Rewrite all of the entries, substituting "nonzero" for every "even-odd" and changing nothing else. Omit the pictures.

▶ DATASET EXCERPTS

━━━━━━━━━━━━━━━━━━━━━━━━━━━━━━

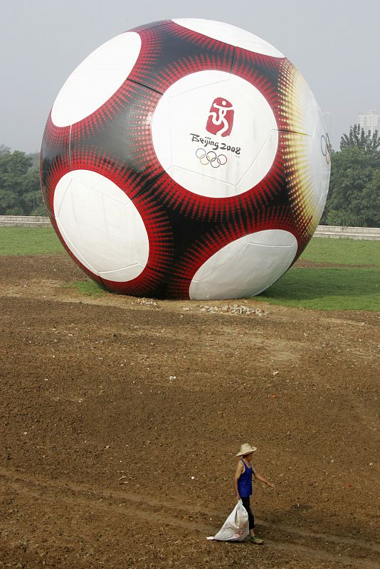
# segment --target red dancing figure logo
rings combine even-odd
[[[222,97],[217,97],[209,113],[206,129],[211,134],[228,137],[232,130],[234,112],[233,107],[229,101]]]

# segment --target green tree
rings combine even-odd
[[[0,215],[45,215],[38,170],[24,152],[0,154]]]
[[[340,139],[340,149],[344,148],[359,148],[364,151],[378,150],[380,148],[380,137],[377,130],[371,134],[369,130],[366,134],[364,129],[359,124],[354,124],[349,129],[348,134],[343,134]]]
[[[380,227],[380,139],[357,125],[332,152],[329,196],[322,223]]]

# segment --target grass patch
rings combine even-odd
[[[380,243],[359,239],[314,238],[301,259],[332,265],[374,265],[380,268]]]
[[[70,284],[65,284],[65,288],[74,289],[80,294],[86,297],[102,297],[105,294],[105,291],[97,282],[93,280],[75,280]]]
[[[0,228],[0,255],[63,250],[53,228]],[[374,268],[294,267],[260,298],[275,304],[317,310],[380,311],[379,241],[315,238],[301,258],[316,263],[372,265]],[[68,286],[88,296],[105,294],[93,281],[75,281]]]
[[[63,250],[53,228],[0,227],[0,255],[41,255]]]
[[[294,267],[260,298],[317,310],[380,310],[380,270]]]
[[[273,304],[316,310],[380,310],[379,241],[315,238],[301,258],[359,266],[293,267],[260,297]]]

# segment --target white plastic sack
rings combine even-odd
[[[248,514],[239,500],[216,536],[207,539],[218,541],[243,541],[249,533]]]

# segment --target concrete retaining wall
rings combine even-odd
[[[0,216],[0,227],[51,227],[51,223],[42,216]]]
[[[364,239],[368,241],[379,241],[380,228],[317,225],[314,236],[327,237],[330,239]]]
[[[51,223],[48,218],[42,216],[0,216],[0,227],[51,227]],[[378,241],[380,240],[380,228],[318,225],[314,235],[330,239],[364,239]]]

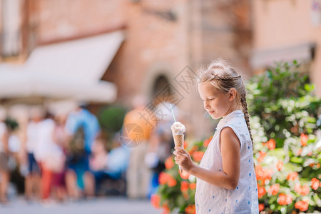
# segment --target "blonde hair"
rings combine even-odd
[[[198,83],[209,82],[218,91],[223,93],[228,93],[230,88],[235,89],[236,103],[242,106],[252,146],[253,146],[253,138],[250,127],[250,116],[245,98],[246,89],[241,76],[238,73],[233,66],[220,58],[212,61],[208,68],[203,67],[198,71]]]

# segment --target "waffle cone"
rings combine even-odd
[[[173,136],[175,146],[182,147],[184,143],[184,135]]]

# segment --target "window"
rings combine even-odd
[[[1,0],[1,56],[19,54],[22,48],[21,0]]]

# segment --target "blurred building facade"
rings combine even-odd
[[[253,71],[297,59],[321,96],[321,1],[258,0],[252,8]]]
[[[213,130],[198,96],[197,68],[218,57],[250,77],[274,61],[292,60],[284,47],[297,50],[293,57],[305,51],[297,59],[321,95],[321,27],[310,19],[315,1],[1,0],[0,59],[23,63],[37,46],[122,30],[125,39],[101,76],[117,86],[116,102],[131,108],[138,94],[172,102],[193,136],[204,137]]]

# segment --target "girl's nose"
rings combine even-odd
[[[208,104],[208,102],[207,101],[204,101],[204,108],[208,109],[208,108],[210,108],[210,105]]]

━━━━━━━━━━━━━━━━━━━━━━━━━━━━━━

▶ RESPONSE TO THIS TASK
# segment --target red dancing figure logo
rings combine nonzero
[[[222,97],[217,97],[209,113],[206,129],[211,134],[228,137],[232,130],[234,112],[233,107],[229,101]]]

# segment --target green tree
rings combine nonzero
[[[0,215],[45,215],[38,170],[24,152],[0,154]]]
[[[340,139],[340,149],[344,148],[359,148],[364,151],[378,150],[380,148],[380,137],[377,130],[371,134],[369,130],[366,134],[364,129],[359,124],[354,124],[349,129],[348,134],[343,134]]]
[[[380,227],[380,139],[357,125],[332,152],[329,196],[322,223]]]

# segment --target grass patch
rings combine nonzero
[[[380,243],[359,239],[314,238],[301,259],[332,265],[374,265],[380,268]]]
[[[70,284],[65,284],[65,288],[74,289],[80,294],[86,297],[102,297],[105,294],[105,291],[97,282],[93,280],[75,280]]]
[[[0,228],[0,255],[63,250],[53,228]],[[374,268],[294,267],[260,298],[275,304],[317,310],[380,311],[379,241],[315,238],[301,258],[316,263],[372,265]],[[68,286],[88,296],[105,294],[93,281],[75,281]]]
[[[63,250],[53,228],[0,227],[0,255],[41,255]]]
[[[294,267],[260,298],[317,310],[380,310],[380,270]]]
[[[273,304],[316,310],[380,310],[379,241],[315,238],[301,258],[359,266],[293,267],[260,297]]]

# segment --target white plastic sack
rings combine nonzero
[[[248,514],[239,500],[216,536],[207,539],[218,541],[243,541],[249,533]]]

# segment --target concrete retaining wall
rings combine nonzero
[[[0,216],[0,227],[51,227],[51,223],[42,216]]]
[[[364,239],[368,241],[379,241],[380,228],[317,225],[314,236],[327,237],[330,239]]]
[[[51,223],[48,218],[42,216],[0,216],[0,227],[51,227]],[[378,241],[380,240],[380,228],[318,225],[314,235],[330,239],[364,239]]]

# segment --target "blonde hair"
rings combine nonzero
[[[198,83],[209,82],[218,91],[223,93],[228,93],[230,88],[235,89],[236,103],[242,106],[252,146],[253,146],[253,138],[250,127],[250,116],[245,98],[246,89],[241,76],[238,73],[233,66],[220,58],[212,61],[208,68],[203,67],[198,71]]]

# segment --target "waffle cone"
rings combine nonzero
[[[173,136],[175,146],[182,147],[184,143],[184,135]]]

# segment --target "window"
rings combine nonzero
[[[1,0],[1,56],[19,54],[22,48],[21,0]]]

# segment --target "blurred building facade"
rings combine nonzero
[[[253,71],[297,59],[321,96],[321,1],[258,0],[252,8]]]
[[[213,130],[198,96],[197,68],[218,57],[250,77],[274,61],[292,60],[284,47],[297,50],[293,57],[305,51],[297,59],[321,95],[321,27],[310,19],[315,1],[1,0],[0,59],[23,63],[37,46],[122,30],[125,39],[101,76],[117,86],[116,102],[131,108],[138,94],[172,102],[193,136],[204,137]]]

# segment --target "girl's nose"
rings combine nonzero
[[[208,104],[208,102],[207,101],[204,101],[204,108],[208,109],[208,108],[210,108],[210,105]]]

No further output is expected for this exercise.